TEXT:
- - -

The good news is that GEO isn’t something entirely new. Rather, it’s an evolution of SEO. Without solid search engine optimization, there’s no visibility in AI systems. That’s because Google AI Overviews, Perplexity, ChatGPT Search, and Gemini with web access rely on content that’s crawlable, indexed, and well-structured. Otherwise, a page can’t be found by AI systems and can’t be used as a source.

Building on SEO, GEO is therefore about preparing content in such a way that it not only works for classic search rankings, but can also be used by AI systems.

What’s Changing—and What Isn’t

Before you can get started with GEO, the SEO fundamentals need to be in place: crawling and indexing, structured data, a clear website structure and clean navigation, quality content, backlinks, and E-E-A-T remain just as important as ever.

- - -

GOAL OF THE EXERCISE: Continue the GEO and SEO text after its final sentence.

INFORMATION PROVIDED:
- - -

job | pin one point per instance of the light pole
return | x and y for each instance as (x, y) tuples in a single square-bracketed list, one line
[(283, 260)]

- - -

TASK ANSWER:
What’s new with GEO is that tracking moves to an earlier stage of the process. In traditional search engine optimization, tracking comes at the end: You monitor how rankings for defined search terms evolve, and how these rankings impact traffic and conversions. The data is then analysed and the strategy adjusted accordingly.

With GEO, tracking comes right at the beginning: First, we conduct an impact analysis to determine how much traffic has been lost due to AI Overviews. We evaluate how present the brand is in AI chatbots with regard to defined topics and prompts. And we look at sentiment: Are our products or services perceived more positively or negatively? What information does AI have about us? So tracking is set up first, then the data is analysed and a strategy is derived from it.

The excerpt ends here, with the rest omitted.